SELECTED EXCERPT:
--*--
Which hemisphere drives sea surface warming in the Pacific and the global tropics?

The variation in temperature in the eastern Pacific, at 200hPa in two locations in opposite hemispheres,  is compared to see which hemisphere is the stronger driver of sea surface temperature. The first location, off the coast of California, is the home of a strong high pressure cell that is important as a source of the north east trades. In the south a similar high pressure cell off the coast of Chile is important in driving the south east trades.

The axes on these figures are adjusted so a degree Centigrade is represented by the same interval in all instances.

The variability in 200hPa temperature in these locations is much greater than the norm for the latitude. Both locations also exhibit much more variability in 200hPa temperature than is seen in surface temperature. The source of the variability is plainly ozone.

In selecting a location in the northern hemisphere, the effect of the summer heating of the northern land masses is captured. This heating of the landmasses in northern summer reduces global cloud cover by about 3% and the effect is to drive strong atmospheric warming between the equator and 30°S where sea surface temperature is at its annual minimum. Because a deficit in humidity is experienced south of the equator at this time, a disproportionate loss of cloud occurs. This factor should lend influence to the northern hemisphere.
--*--
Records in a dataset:
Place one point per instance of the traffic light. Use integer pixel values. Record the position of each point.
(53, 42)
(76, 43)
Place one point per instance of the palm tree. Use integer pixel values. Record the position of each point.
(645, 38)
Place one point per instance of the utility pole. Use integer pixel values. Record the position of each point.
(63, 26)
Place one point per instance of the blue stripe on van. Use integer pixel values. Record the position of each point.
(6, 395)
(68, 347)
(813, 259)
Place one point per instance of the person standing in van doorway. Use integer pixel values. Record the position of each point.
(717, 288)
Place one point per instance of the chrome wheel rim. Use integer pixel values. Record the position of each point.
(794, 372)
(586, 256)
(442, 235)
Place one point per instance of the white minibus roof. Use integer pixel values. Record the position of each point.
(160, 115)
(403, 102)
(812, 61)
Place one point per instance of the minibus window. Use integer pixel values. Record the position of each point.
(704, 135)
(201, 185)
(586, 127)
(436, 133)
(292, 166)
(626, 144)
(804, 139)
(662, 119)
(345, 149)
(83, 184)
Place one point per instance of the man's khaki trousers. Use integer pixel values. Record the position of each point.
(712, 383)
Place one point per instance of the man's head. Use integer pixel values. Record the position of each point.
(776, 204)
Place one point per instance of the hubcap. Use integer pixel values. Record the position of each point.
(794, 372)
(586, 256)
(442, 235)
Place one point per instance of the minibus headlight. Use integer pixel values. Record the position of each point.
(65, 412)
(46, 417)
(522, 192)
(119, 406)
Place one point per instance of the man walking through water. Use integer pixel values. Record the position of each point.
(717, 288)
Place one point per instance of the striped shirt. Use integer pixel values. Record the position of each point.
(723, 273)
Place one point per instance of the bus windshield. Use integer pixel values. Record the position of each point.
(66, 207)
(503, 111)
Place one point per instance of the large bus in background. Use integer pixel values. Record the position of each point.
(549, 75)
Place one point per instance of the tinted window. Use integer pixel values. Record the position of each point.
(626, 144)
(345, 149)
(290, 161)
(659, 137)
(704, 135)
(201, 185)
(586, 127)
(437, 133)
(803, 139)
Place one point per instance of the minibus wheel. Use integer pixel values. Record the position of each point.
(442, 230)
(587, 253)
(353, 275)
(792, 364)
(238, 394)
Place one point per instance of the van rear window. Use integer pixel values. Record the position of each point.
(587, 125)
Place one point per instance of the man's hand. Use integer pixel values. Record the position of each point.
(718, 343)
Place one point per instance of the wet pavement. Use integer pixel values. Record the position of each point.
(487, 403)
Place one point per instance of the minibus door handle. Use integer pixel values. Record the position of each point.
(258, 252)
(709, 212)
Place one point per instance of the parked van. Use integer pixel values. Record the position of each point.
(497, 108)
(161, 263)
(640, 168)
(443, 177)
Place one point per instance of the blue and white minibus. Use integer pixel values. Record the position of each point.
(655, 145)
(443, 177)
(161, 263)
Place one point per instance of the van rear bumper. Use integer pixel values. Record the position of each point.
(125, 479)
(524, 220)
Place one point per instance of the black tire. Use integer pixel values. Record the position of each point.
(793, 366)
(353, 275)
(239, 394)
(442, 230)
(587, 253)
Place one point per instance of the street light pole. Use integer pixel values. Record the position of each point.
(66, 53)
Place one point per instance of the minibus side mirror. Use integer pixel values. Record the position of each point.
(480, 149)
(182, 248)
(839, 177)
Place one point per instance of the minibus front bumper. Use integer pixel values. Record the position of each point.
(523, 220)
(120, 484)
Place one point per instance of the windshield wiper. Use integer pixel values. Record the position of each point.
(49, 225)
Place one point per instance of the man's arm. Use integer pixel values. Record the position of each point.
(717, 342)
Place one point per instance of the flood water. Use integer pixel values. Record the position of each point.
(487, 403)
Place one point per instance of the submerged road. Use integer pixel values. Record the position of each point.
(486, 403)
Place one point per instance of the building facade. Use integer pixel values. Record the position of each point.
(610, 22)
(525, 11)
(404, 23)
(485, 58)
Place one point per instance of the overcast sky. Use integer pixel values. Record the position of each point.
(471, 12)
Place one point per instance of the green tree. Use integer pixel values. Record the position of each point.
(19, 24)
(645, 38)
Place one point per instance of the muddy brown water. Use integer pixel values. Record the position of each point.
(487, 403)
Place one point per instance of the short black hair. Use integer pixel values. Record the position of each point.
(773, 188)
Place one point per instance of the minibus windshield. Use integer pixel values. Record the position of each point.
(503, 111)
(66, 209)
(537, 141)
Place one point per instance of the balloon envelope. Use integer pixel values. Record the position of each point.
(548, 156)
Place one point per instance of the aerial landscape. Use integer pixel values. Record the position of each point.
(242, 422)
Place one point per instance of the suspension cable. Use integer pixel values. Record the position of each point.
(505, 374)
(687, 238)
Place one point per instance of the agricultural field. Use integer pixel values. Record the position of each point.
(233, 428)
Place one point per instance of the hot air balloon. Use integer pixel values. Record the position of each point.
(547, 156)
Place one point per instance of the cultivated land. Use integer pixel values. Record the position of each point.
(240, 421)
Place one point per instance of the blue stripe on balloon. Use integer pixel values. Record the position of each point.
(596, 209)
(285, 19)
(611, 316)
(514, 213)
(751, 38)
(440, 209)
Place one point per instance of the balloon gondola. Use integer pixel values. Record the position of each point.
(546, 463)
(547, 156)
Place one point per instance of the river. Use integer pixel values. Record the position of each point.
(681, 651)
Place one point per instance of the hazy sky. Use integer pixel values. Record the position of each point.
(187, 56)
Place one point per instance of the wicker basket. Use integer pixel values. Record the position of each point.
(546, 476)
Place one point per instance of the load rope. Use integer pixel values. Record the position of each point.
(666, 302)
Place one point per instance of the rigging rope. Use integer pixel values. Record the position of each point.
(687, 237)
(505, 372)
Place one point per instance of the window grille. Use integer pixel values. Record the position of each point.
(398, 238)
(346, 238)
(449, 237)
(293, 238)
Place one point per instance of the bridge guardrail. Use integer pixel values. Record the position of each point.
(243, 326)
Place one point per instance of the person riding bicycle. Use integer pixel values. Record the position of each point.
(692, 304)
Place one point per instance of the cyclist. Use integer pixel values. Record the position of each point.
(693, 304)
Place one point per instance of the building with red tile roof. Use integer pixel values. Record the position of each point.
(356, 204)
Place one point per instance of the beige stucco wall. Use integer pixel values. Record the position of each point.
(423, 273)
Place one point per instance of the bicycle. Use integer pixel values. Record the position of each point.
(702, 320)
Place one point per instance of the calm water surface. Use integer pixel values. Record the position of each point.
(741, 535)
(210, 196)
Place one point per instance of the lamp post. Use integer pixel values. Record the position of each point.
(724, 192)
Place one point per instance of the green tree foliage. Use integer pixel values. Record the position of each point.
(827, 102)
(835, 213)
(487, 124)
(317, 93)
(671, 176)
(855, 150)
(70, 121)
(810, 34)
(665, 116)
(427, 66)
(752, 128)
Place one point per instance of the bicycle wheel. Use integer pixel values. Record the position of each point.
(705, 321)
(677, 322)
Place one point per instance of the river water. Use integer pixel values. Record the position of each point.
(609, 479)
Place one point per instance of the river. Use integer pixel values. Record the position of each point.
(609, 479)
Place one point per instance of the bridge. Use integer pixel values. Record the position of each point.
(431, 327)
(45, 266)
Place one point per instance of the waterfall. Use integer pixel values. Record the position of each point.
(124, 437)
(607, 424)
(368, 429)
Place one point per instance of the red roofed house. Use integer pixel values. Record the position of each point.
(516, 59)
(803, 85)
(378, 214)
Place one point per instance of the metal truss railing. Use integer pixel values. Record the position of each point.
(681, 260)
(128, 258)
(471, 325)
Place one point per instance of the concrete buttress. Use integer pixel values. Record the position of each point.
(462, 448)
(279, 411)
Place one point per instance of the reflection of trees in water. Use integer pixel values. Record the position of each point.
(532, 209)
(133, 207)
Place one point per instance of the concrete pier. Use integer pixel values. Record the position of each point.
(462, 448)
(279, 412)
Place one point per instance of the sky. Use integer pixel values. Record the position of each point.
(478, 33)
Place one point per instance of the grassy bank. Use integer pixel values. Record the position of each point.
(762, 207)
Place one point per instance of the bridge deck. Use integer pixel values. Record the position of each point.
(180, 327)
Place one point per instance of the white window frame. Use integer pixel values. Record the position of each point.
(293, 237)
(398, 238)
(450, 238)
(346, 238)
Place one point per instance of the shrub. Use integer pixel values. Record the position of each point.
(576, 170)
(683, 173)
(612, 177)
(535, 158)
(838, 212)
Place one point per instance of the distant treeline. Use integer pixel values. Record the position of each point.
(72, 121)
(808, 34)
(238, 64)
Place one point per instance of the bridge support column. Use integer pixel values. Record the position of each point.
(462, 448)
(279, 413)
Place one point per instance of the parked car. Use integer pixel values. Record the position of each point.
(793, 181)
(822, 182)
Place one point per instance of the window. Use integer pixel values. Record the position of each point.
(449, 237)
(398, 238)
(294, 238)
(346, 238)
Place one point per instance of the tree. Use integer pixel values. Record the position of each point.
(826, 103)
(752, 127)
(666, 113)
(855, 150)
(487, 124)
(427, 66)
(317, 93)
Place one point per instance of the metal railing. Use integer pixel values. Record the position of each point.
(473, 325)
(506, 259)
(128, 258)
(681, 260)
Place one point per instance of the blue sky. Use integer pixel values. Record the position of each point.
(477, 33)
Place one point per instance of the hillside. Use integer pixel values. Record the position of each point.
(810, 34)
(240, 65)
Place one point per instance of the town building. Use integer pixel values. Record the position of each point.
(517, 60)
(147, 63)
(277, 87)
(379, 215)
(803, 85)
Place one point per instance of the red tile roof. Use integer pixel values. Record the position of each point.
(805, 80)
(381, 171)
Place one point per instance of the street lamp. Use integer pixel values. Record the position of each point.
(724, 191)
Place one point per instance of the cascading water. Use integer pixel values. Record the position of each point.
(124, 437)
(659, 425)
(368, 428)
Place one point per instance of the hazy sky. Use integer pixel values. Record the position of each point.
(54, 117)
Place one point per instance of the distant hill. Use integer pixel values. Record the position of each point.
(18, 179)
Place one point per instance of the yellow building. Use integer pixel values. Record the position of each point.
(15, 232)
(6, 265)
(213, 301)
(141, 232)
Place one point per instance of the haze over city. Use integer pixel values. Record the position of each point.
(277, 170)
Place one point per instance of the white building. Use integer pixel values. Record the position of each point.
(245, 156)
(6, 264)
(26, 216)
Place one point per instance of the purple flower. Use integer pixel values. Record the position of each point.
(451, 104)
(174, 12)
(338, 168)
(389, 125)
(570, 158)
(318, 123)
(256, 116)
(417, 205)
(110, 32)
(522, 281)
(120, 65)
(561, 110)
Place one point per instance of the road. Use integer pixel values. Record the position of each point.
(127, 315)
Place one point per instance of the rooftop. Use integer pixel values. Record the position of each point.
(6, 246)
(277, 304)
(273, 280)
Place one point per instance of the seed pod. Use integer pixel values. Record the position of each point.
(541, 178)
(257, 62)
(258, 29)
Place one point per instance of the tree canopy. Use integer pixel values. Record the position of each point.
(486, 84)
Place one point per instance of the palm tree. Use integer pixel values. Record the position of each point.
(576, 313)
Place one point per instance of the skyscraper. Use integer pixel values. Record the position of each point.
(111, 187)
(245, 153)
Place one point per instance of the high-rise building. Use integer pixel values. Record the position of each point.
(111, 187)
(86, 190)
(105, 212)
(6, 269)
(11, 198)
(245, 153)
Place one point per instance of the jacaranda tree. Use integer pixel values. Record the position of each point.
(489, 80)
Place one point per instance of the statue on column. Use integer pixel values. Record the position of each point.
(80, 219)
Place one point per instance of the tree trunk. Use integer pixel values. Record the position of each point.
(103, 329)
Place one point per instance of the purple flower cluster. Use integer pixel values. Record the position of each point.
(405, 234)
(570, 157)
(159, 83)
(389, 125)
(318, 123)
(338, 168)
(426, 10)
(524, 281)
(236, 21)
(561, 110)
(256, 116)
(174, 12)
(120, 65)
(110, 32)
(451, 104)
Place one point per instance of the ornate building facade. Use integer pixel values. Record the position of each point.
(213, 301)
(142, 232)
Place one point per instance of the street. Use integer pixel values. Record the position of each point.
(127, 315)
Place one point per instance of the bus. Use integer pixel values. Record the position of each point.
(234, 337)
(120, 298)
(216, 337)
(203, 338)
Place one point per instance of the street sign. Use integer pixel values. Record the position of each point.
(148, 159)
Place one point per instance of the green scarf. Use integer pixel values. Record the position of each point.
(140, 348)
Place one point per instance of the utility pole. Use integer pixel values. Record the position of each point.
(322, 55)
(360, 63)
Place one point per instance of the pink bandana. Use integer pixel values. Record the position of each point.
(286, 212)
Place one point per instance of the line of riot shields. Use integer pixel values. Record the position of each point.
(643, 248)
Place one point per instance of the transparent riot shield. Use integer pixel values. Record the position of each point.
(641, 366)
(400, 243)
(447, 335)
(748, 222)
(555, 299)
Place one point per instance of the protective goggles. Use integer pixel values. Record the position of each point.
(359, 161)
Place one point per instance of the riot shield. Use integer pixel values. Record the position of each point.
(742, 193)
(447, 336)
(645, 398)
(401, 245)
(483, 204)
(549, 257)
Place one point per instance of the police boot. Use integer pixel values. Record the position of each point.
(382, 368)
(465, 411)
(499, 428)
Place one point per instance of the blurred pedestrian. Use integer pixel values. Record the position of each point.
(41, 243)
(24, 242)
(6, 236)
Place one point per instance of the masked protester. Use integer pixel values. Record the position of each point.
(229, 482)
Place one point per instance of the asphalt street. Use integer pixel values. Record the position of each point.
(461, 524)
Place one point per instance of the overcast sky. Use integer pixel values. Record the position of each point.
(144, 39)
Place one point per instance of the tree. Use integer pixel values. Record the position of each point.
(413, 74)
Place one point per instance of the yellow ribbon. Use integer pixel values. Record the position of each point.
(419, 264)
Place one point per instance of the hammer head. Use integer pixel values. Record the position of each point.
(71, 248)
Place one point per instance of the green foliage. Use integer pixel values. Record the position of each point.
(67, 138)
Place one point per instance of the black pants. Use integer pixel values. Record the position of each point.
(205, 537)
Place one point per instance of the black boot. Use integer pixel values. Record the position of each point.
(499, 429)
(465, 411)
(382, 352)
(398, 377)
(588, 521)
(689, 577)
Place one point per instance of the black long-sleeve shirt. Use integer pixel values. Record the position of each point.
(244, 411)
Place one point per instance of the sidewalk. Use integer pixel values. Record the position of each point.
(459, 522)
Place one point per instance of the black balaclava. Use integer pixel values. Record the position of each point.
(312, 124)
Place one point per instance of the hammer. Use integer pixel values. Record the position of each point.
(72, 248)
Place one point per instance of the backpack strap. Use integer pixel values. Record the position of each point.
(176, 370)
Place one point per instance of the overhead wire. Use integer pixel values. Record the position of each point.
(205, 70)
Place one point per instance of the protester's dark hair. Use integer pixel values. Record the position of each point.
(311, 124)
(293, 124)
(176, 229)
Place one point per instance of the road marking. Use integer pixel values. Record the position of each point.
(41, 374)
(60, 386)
--*--
SET OF TASKS:
- a) List the proper names of places that appear in the passage on Pacific sea surface warming.
- b) Translate this sentence from the passage on Pacific sea surface warming into Spanish: "The source of the variability is plainly ozone."
- c) Decide whether each statement agrees with the passage on Pacific sea surface warming. Answer yes or no and quote the words from the passage that decide it.
(i) Summer heating of the northern land masses reduces global cloud cover by about 3%.
(ii) At both locations, surface temperature varies more than 200hPa temperature.
(iii) The figures use different intervals to represent a degree Centigrade.

SOLUTION LIST:
- a) Pacific, California, Chile

- b) La fuente de la variabilidad es claramente el ozono.

- c)
(i) Yes: "This heating of the landmasses in northern summer reduces global cloud cover by about 3%"
(ii) No: "Both locations also exhibit much more variability in 200hPa temperature than is seen in surface temperature."
(iii) No: "a degree Centigrade is represented by the same interval in all instances."